Records from a collection
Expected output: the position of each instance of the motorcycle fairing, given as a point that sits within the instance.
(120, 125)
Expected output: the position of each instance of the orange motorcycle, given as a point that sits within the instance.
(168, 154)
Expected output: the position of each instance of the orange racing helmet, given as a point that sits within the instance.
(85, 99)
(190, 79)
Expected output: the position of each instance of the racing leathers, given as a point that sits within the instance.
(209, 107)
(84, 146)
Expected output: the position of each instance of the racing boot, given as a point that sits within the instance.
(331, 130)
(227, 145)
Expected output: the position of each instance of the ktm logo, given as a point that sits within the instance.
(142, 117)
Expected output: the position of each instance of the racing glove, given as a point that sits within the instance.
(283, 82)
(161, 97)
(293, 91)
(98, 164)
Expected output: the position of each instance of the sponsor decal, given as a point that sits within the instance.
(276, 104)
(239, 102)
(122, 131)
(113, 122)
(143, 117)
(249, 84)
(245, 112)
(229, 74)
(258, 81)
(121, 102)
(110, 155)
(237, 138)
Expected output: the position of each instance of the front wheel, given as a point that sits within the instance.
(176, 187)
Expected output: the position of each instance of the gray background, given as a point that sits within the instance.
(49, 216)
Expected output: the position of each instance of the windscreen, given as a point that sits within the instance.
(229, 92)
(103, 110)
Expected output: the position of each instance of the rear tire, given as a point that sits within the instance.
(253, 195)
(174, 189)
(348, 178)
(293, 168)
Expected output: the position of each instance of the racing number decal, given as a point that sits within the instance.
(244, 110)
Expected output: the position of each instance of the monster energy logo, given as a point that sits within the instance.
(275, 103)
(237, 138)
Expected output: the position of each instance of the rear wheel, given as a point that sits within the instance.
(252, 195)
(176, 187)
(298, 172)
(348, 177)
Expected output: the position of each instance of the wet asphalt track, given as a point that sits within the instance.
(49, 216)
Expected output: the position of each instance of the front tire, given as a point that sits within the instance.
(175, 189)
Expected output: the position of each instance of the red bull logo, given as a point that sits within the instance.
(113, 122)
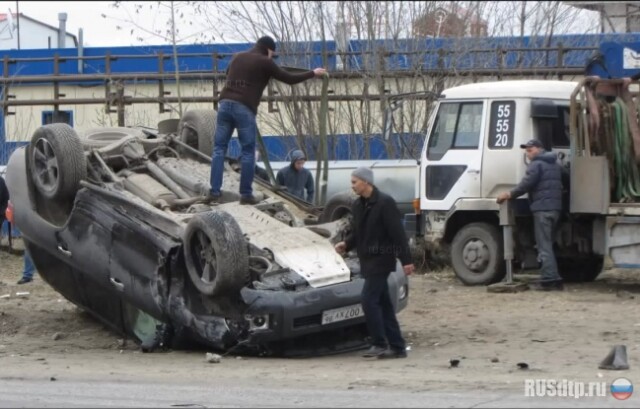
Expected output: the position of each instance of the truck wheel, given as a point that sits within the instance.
(580, 270)
(196, 129)
(57, 162)
(477, 255)
(337, 207)
(216, 254)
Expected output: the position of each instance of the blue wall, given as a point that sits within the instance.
(464, 54)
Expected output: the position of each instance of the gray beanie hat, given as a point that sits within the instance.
(363, 173)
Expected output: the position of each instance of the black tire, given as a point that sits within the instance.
(477, 255)
(100, 137)
(57, 162)
(580, 270)
(216, 254)
(337, 207)
(196, 129)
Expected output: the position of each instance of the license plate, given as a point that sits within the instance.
(342, 314)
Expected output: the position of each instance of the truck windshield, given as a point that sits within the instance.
(457, 126)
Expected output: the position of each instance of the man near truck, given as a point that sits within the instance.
(379, 239)
(543, 183)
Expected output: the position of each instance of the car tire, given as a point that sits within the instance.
(196, 129)
(337, 207)
(580, 270)
(101, 137)
(477, 255)
(216, 253)
(57, 162)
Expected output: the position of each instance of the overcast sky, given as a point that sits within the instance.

The task: A faithful copy of every entry is needed, omitting each image.

Written answer:
Expected output: the position of each instance of the motorcycle fairing, given as a point that sits within the instance.
(120, 125)
Expected output: the position of each instance of the orange motorcycle, given as a point that sits within the instance.
(168, 154)
Expected output: the position of each instance of the orange racing helmet, given as a point that sits within the instance.
(85, 99)
(190, 79)
Expected output: the position of each instance of the racing leathers, given as a point that sits within the instance.
(209, 107)
(84, 146)
Expected output: the position of each instance of the racing boot, given as a point that sits within the instance.
(331, 130)
(227, 145)
Expected output: the position of each instance of the ktm logo, given as a point that sits within the instance.
(142, 117)
Expected output: the position of each instance of the racing glove, given as a point that sits within the instance.
(283, 82)
(161, 97)
(293, 91)
(98, 164)
Expected output: the position of each instance of the sponsor decal, given as a point that sits within the instance.
(276, 104)
(239, 102)
(122, 131)
(113, 122)
(143, 117)
(249, 84)
(245, 112)
(229, 74)
(258, 81)
(121, 102)
(110, 155)
(237, 138)
Expected output: the position of each instance of the front wheel, given as a point that sits within the instance.
(176, 187)
Expected output: the position of each instance of the gray background, given as a point that sits within the instance.
(49, 216)
Expected output: the position of each instance of the windscreen, given as a point that sits within the instance.
(229, 92)
(103, 110)
Expected output: the position of each instance of the rear tire, given as a point that sits within the instance.
(253, 195)
(174, 189)
(348, 178)
(293, 168)
Expected output: the position of each instance of the racing number decal, given as a point that sits within the instance.
(244, 110)
Expected output: the position of each instance of the monster energy logo, given as a point that sits within the instance.
(275, 103)
(237, 138)
Expected output: the position of each instance of the rear wheel, given as a point that sits within the instance.
(252, 195)
(176, 187)
(298, 172)
(348, 177)
Expected output: the position of each instance of the wet asphalt track, given as a point that sits within the instance.
(49, 216)
Expected output: the position of each instance of the front tire, given as a point that sits within the instance.
(175, 189)
Expected output: the position of each instance of the red bull logo, given as a point that sits within the instance.
(113, 122)
Expected output: the position of each instance of the truck wheel, given as a point that sits within the instance.
(580, 270)
(196, 129)
(57, 162)
(477, 255)
(337, 207)
(216, 254)
Expected output: the position of each instance of the blue wall, given as a point that sits within the instance.
(464, 54)
Expected output: the position of each instance of the gray beanie hat, given as a point that sits within the instance.
(363, 173)
Expected output: the position of each instance of the black tire, given as a point that sits within the instance.
(477, 255)
(100, 137)
(57, 162)
(580, 270)
(216, 254)
(337, 207)
(196, 129)
Expected output: the position of each instance of the license plate, given as a point that sits within the instance.
(342, 314)
Expected output: the position of each instance of the truck windshield, given as a point that sits within the instance.
(457, 126)
Expected output: the position of each instance of the man near truck, given as a point that sits within the instance.
(379, 239)
(543, 183)
Expected output: the position of each instance of the car tire, given as a point that sits within the instance.
(196, 129)
(337, 207)
(580, 270)
(101, 137)
(477, 255)
(216, 253)
(57, 162)
Expected output: the position of each instance of the overcast sky, given as a point that sits within the instance.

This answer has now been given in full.